● **Data extract**:

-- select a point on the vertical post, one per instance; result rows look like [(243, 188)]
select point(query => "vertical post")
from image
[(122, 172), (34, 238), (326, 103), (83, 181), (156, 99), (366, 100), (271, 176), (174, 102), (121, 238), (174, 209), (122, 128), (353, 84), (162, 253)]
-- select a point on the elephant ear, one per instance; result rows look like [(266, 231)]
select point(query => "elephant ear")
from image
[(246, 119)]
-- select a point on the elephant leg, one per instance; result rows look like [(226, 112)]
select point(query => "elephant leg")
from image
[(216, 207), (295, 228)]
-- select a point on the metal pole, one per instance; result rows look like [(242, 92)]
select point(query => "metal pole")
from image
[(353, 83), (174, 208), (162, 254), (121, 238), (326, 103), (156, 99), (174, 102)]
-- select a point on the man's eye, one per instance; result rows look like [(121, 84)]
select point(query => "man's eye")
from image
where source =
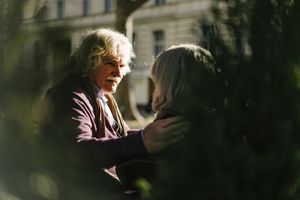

● **Instructions for the task**: Give back every line of the material above word for word, leaving out the pictures.

● **Answer for this exercise**:
-- select a point on the vertical post, one per instance; result rows look like [(243, 188)]
select point(query => "vertical post")
from image
[(122, 172), (34, 238), (326, 103), (83, 181), (156, 99), (366, 100), (271, 176), (174, 102), (121, 238), (174, 209), (122, 128), (353, 84), (162, 253)]
-- select a point on the elephant ear, one per instance; result rows look like [(266, 231)]
select point(query => "elephant ear")
from image
[(246, 119)]
-- select a point on the elephant leg, one per instance; result rows look like [(226, 112)]
select point(query => "elephant leg")
from image
[(216, 207), (295, 228)]
-- select a point on the metal pole, one per instance; result rows look like [(242, 92)]
select point(query => "metal pole")
from image
[(353, 83), (174, 208), (162, 254), (121, 238), (326, 103), (156, 99), (174, 102)]
-- select a point on the man's eye, one per instance; result rows look like [(121, 84)]
select point(query => "man's eye")
from image
where source =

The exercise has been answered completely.